Document excerpt Block Start

For the evaluation of guideline-based appropriateness to receive an ICS, in order for a patient to meet the criteria recommended by the 2008 Canadian Thoracic Society (CTS) COPD guidelines for ICS initiation, it was necessary to have had at least one AECOPD in the past year or be inadequately controlled on a LABA, LAMA, and an as-needed SABD.22 Since it is not possible to determine adequate control using the database, having a dispensing claim for these medications was considered to meet the criteria. An AECOPD was defined as a hospital admission for COPD, or a COPD claim plus a prescription for antibiotics and/or systemic corticosteroids within 7 days of that claim. Antibiotic or systemic corticosteroid prescriptions with a duration beyond 21 days were considered chronic use and excluded. In order for a patient to meet the two criteria recommended by the Global Initiative for Chronic Obstructive Lung Disease (GOLD) COPD guidelines for ICS initiation, it was necessary to have had at least two AECOPD or at least one COPD hospitalization in the past year in addition to having inadequate control of COPD on LABDs.23 To define two separate exacerbation episodes, the antibiotic and/or systemic corticosteroid prescriptions were required to be greater than 14 days apart.
χ2 test were used to compare COPD medication use at the beginning and at the end of the study period. SAS® version 9.4 (SAS Institute, Cary, NC, USA) and Microsoft Excel 2013® (Microsoft Corporation, Redmond, WA, USA) were used for data analysis. Approvals were obtained from the University of Manitoba Health Research Ethics Board (HREB# HS18642 [H2015:231]) and the Manitoba Health Information Privacy Committee (HIPC# 2015/2016–17). These committees do not require individual consent for research conducted using de-identified administrative data when reasonable safeguards to protect confidentiality and security of personal health information are in place.

Document excerpt Block End

:: Task requirements ::
List each time span stated in days in the COPD guideline criteria excerpt, and give what each one is used for.

Provided information Block Start

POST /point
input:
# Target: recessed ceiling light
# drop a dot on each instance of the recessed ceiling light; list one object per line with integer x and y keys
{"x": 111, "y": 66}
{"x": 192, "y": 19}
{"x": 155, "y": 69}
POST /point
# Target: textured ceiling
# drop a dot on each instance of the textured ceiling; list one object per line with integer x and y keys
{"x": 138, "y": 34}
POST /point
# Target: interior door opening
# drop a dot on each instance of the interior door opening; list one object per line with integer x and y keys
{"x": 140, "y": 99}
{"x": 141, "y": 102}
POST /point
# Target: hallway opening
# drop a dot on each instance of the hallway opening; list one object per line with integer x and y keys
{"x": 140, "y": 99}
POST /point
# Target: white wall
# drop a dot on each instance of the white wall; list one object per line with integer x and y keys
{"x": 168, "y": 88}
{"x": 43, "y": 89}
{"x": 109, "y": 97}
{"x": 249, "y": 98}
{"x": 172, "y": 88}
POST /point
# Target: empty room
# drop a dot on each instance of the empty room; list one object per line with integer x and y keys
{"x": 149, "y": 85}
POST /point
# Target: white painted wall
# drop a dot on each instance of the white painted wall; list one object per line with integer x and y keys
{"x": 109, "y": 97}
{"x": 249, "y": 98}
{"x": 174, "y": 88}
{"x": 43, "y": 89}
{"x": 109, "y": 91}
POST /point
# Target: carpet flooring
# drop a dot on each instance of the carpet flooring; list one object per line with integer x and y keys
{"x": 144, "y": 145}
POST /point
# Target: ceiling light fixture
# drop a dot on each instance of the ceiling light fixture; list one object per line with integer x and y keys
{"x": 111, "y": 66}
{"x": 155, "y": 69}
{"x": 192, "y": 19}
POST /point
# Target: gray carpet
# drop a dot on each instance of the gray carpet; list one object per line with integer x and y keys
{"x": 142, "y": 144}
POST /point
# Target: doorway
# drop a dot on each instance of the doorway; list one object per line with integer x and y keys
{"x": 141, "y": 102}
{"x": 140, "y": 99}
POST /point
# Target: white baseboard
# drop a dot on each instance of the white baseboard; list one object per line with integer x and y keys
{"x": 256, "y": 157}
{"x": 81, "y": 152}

Provided information Block End

:: Result for this exercise ::
- 7 days: a COPD claim plus a prescription for antibiotics and/or systemic corticosteroids within 7 days of that claim counts as an AECOPD.
- 21 days: antibiotic or systemic corticosteroid prescriptions lasting beyond 21 days were considered chronic use and excluded.
- 14 days: to count as two separate exacerbation episodes, the antibiotic and/or systemic corticosteroid prescriptions had to be more than 14 days apart.